## Begin

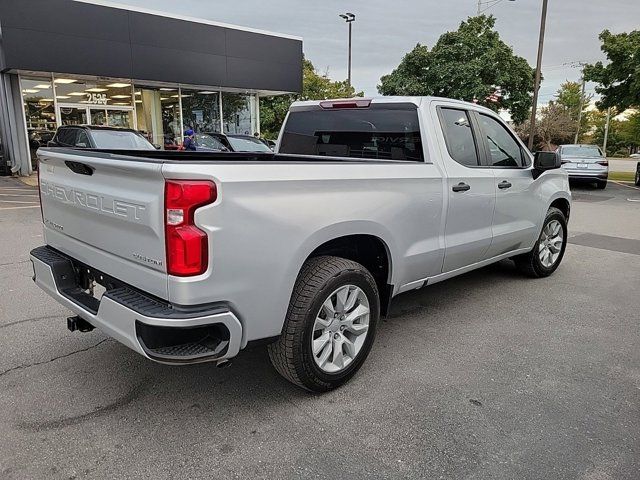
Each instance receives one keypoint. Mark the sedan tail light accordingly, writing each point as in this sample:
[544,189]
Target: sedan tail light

## End
## Begin

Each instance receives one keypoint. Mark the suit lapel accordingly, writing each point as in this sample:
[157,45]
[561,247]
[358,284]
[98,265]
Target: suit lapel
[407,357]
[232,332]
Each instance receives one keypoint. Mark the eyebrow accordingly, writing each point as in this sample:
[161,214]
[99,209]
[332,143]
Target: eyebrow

## End
## Begin

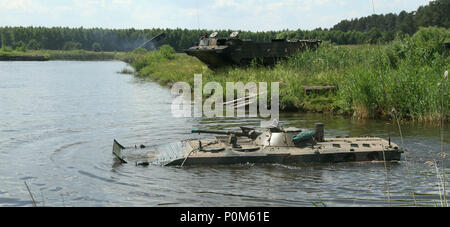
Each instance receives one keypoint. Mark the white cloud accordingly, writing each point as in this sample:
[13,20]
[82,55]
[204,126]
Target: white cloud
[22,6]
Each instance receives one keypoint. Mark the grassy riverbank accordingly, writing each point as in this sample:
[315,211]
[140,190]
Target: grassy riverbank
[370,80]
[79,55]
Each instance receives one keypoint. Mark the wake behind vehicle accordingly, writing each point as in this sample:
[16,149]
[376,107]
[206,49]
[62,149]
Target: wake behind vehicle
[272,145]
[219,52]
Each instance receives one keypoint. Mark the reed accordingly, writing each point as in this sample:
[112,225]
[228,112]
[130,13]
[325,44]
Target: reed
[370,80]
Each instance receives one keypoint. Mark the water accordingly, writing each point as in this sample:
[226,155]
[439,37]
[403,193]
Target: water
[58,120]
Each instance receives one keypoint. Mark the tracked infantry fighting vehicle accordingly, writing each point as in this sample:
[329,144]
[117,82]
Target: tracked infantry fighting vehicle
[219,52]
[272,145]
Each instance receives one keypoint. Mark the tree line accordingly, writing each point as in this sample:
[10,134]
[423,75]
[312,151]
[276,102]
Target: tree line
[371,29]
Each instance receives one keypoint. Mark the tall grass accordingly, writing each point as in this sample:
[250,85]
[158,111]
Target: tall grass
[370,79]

## End

▶ [EXERCISE INSTRUCTIONS]:
Rewrite the data from the line containing "Each instance receives one keypoint. Mark the sedan" through the line containing "Target: sedan tail light", inclusive, swapping "sedan" for "hatchback" and leaving everything else as it is. Return only those lines.

▶ [REPLY TO THE TASK]:
Each instance receives one keypoint. Mark the hatchback tail light accordingly, writing each point as in this sample:
[544,189]
Target: hatchback tail light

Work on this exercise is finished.